_DATA EXCERPTS_.

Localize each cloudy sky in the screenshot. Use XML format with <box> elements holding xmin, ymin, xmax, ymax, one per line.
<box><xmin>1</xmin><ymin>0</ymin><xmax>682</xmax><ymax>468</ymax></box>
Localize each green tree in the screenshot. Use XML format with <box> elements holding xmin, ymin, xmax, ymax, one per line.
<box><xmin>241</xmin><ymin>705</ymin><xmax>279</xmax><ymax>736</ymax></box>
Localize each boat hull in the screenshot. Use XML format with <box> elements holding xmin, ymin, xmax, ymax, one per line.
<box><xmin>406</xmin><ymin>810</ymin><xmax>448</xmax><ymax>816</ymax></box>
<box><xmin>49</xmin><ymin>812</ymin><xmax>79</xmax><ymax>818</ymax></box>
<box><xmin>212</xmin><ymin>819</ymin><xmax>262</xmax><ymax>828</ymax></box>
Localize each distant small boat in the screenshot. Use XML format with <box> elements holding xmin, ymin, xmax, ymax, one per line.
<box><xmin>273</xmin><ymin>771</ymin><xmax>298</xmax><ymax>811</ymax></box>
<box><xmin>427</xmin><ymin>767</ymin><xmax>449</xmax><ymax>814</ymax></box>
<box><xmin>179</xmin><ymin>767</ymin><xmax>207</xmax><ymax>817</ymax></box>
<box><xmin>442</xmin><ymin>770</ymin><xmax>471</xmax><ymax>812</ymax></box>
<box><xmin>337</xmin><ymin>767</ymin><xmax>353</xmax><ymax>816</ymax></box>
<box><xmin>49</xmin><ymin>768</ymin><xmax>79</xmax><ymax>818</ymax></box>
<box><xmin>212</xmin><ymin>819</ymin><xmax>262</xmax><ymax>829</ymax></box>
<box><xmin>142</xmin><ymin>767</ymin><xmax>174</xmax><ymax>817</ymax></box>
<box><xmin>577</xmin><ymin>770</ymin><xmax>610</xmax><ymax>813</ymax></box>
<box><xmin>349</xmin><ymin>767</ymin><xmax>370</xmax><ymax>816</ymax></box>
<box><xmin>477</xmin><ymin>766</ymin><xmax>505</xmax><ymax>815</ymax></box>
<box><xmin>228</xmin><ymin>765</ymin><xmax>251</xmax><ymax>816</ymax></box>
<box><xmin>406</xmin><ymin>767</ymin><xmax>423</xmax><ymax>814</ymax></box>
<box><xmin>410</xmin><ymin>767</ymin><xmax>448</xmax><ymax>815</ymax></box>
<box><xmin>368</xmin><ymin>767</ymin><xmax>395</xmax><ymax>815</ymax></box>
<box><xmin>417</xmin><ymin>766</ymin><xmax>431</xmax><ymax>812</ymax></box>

_WORK TASK_.
Transcribe every record above exactly as it appears.

_WRITTEN ANSWER_.
Localize each cloudy sky in the screenshot. Use XML format with <box> elements holding xmin, ymin, xmax, ymax, one per line.
<box><xmin>1</xmin><ymin>0</ymin><xmax>682</xmax><ymax>468</ymax></box>
Localize each green tree in the screenshot. Use XML format with <box> elements holding xmin, ymin, xmax, ymax, one per line.
<box><xmin>241</xmin><ymin>705</ymin><xmax>279</xmax><ymax>736</ymax></box>
Localize each boat hull in the screenshot. Use XML format with <box> elements holding xmin, ymin, xmax, ymax, one per line.
<box><xmin>406</xmin><ymin>810</ymin><xmax>448</xmax><ymax>816</ymax></box>
<box><xmin>49</xmin><ymin>812</ymin><xmax>79</xmax><ymax>818</ymax></box>
<box><xmin>212</xmin><ymin>819</ymin><xmax>262</xmax><ymax>828</ymax></box>
Localize each distant small boat in the screenshot. Use XML format with <box> elements holding xmin, ymin, xmax, ymax, one per line.
<box><xmin>273</xmin><ymin>771</ymin><xmax>298</xmax><ymax>811</ymax></box>
<box><xmin>427</xmin><ymin>767</ymin><xmax>449</xmax><ymax>814</ymax></box>
<box><xmin>179</xmin><ymin>767</ymin><xmax>207</xmax><ymax>817</ymax></box>
<box><xmin>442</xmin><ymin>770</ymin><xmax>471</xmax><ymax>812</ymax></box>
<box><xmin>337</xmin><ymin>767</ymin><xmax>353</xmax><ymax>816</ymax></box>
<box><xmin>49</xmin><ymin>768</ymin><xmax>79</xmax><ymax>818</ymax></box>
<box><xmin>212</xmin><ymin>819</ymin><xmax>262</xmax><ymax>829</ymax></box>
<box><xmin>142</xmin><ymin>767</ymin><xmax>174</xmax><ymax>817</ymax></box>
<box><xmin>577</xmin><ymin>770</ymin><xmax>610</xmax><ymax>813</ymax></box>
<box><xmin>349</xmin><ymin>767</ymin><xmax>370</xmax><ymax>816</ymax></box>
<box><xmin>477</xmin><ymin>766</ymin><xmax>505</xmax><ymax>815</ymax></box>
<box><xmin>228</xmin><ymin>765</ymin><xmax>251</xmax><ymax>816</ymax></box>
<box><xmin>406</xmin><ymin>767</ymin><xmax>423</xmax><ymax>814</ymax></box>
<box><xmin>410</xmin><ymin>767</ymin><xmax>448</xmax><ymax>815</ymax></box>
<box><xmin>368</xmin><ymin>767</ymin><xmax>395</xmax><ymax>815</ymax></box>
<box><xmin>417</xmin><ymin>766</ymin><xmax>431</xmax><ymax>812</ymax></box>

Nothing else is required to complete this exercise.